REQUESTS:
• 1. Answer these from the notebook excerpt:
(a) How many neighbors is the nearest-neighbors classifier set to use?
(b) What value of max_iter is passed to LogisticRegression?
(c) Which key is removed from the list of features?
• 2. Copy everything from "# obtiene resultados" down to "# Stacking." in the notebook excerpt, swapping "res_dict" for "results_dict" throughout.

EXCERPT PROVIDED:
※

List of classifiers that will be evaluated with each and every one of the previously stored datasets.

In [None]:
cls_names = [
             "Nearest Neighbors",
             "SVM", 
             "MLP",
             "LogisticRegression",
             "Decision Tree", 
             "Random Forest",
             "Gradient Boosting Trees"             
             ]

classifiers = [
    make_pipeline(StandardScaler(), KNeighborsClassifier(3)),
    make_pipeline(StandardScaler(), grid_svm),
    make_pipeline(StandardScaler(), grid_mlp),
    make_pipeline(StandardScaler(), LogisticRegression(max_iter=5000)),    
    DecisionTreeClassifier(random_state=0),
    RandomForestClassifier(random_state=0, n_estimators=100),
    GradientBoostingClassifier(random_state=0, n_estimators=100)    
]


# res_dict = {} # To force the repetition of the experiments delete the results

Get the predictions by cross validation.

execution of experiments

In [None]:
datasets = []

features = list(data_dict.keys())
features.remove("info")

for feature in features:
  datasets.append((feature,data_dict[feature]))


for dataset_name,dataset in datasets:
  print(dataset_name)
  for cls_name,cls in zip(cls_names,classifiers):
    print(cls_name)
    # obtiene resultados parciales si los hubiese
    results = res_dict.get((cls_name, dataset_name))
    # actualiza los resultados y serializa resultados
    compute_predictions_per_fold_repetition(dataset, cls,res_dict,results,cls_name,dataset_name)
    
res_dict = load_results()

# Stacking.

※

SOURCE DATA:

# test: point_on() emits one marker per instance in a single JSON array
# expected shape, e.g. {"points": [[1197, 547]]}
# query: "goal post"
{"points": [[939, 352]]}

※

SOLUTIONS FOR EACH TASK:
• 1.
(a) 3
(b) 5000
(c) "info"

• 2.
# obtiene resultados parciales si los hubiese
    results = results_dict.get((cls_name, dataset_name))
    # actualiza los resultados y serializa resultados
    compute_predictions_per_fold_repetition(dataset, cls,results_dict,results,cls_name,dataset_name)
    
results_dict = load_results()

# Stacking.